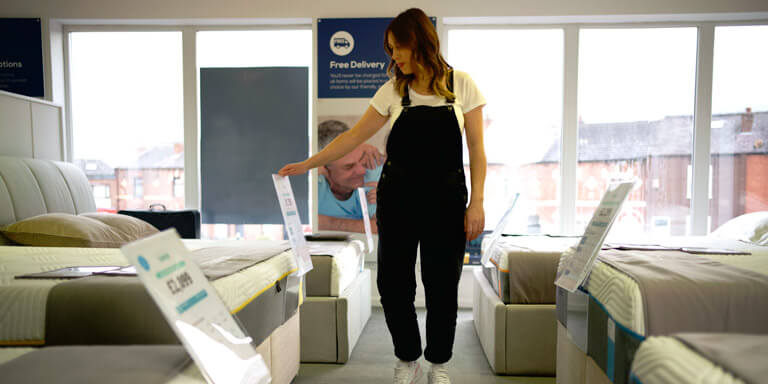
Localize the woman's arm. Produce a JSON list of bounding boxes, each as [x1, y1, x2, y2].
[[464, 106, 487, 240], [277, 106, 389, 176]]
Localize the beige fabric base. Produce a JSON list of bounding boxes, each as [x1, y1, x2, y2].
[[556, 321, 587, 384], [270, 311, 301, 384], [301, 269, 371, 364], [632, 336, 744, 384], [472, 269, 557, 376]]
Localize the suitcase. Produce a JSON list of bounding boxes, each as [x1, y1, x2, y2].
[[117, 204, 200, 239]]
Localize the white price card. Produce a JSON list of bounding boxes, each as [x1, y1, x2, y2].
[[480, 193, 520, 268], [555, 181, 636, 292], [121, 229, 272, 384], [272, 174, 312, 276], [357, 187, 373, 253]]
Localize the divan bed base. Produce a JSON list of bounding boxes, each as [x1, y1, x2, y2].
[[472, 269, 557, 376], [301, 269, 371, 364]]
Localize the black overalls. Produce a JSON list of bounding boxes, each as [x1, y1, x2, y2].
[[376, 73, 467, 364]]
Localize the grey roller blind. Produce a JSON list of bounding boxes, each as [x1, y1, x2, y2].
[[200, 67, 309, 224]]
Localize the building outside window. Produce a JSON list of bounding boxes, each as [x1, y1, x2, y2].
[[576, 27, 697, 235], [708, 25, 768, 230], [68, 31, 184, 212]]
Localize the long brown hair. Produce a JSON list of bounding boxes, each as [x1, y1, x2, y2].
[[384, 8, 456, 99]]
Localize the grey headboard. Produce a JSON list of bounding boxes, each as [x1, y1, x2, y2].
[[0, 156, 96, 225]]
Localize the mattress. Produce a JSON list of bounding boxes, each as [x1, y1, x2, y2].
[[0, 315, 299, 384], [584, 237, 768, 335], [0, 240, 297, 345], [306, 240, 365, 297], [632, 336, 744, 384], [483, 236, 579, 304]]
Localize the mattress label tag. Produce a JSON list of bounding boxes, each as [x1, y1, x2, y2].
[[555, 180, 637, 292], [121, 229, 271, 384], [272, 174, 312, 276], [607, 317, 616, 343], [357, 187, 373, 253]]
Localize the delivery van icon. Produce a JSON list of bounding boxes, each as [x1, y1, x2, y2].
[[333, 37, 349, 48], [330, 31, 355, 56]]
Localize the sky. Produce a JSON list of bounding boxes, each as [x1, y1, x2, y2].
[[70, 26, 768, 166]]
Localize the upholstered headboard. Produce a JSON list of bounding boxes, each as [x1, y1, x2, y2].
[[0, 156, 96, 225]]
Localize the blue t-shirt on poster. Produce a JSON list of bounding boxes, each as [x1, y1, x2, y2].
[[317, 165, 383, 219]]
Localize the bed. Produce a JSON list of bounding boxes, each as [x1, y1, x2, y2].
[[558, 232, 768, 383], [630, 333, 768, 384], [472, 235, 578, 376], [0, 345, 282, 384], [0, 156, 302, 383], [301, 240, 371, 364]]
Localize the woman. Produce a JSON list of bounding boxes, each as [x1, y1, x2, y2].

* PROBLEM DETAILS:
Rewrite all the rows above as a JSON list of strings, one string per line, skipping blank lines and leaving out the pictures.

* SOLUTION:
[
  "Localize the woman's arm. Produce a JSON list of bounding boxes, each as [x1, y1, x2, y2].",
  "[[464, 106, 487, 240], [277, 106, 389, 176]]",
  "Localize the beige fabric base. Produce a JSON list of bounding boxes, each as [x1, y1, x2, y2].",
  "[[556, 321, 587, 384], [270, 311, 301, 384], [301, 269, 371, 364], [632, 336, 744, 384], [472, 269, 557, 376]]",
  "Localize the suitcase. Produce a JSON list of bounding boxes, each as [x1, y1, x2, y2].",
  "[[117, 204, 200, 239]]",
  "Localize the white price card. Produce a JSON list of bounding boxes, each as [x1, y1, x2, y2].",
  "[[480, 193, 520, 268], [555, 181, 636, 292], [121, 229, 272, 384], [272, 174, 312, 276], [357, 187, 373, 253]]",
  "Localize the divan bed base. Produce a JSON list of bounding boxes, each as [x1, y1, x2, y2].",
  "[[472, 269, 557, 376], [301, 269, 371, 364]]",
  "Localize the black overalls. Produce a JSON list of bounding boxes, each as [x1, y1, x2, y2].",
  "[[376, 73, 467, 364]]",
  "Localize the grey roller blind. Produce a JSON list of bounding boxes, each as [x1, y1, x2, y2].",
  "[[200, 67, 309, 224]]",
  "Localize the building outside window. Produce a JSON list of bounding boxes, each as [x1, y1, x2, y2].",
  "[[576, 27, 697, 235], [708, 25, 768, 230], [68, 31, 184, 212]]",
  "Localize the long brown hair. Produce a JSON list of bounding boxes, each as [x1, y1, x2, y2].",
  "[[384, 8, 456, 99]]",
  "Localize the grey headboard. Produce a JSON list of bounding boxes, each as [x1, y1, x2, y2].",
  "[[0, 156, 96, 225]]",
  "Localize the mattress. Produce a JSON list of bounding boxes, each as [x1, y1, x2, y2].",
  "[[0, 315, 299, 384], [584, 237, 768, 335], [0, 240, 297, 345], [306, 240, 365, 297], [632, 336, 744, 384], [483, 236, 579, 304]]",
  "Localize the mattress label tag. Produce a JSON list of bounding boxes, each as [x1, y1, x2, y2].",
  "[[555, 180, 637, 292], [121, 229, 271, 384], [272, 174, 312, 276], [607, 317, 616, 343], [357, 187, 373, 253]]",
  "Localize the delivery van icon. Produce a JSON list of bounding boxes, each as [x1, y1, x2, y2].",
  "[[333, 37, 349, 48], [330, 31, 355, 56]]",
  "Localize the sky. Produce a JSON list of bounding boxes, each as [x1, y1, x2, y2].",
  "[[70, 26, 768, 166]]",
  "Localize the upholstered headboard. Produce a JSON list of bounding boxes, each as [x1, y1, x2, y2].",
  "[[0, 156, 96, 225]]",
  "Localize the blue t-shirt on poster. Produce a JSON list of bounding boxes, each as [x1, y1, x2, y2].",
  "[[317, 165, 383, 219]]",
  "Localize the bed. Produce a JSON list of bounding boxes, each as [x1, y1, x2, y2].",
  "[[558, 232, 768, 383], [630, 333, 768, 384], [472, 235, 578, 376], [0, 345, 282, 384], [0, 156, 302, 383], [301, 240, 371, 364]]",
  "Localize the woman. Produce a JSON list of bounding boxes, each as [x1, y1, x2, y2]."
]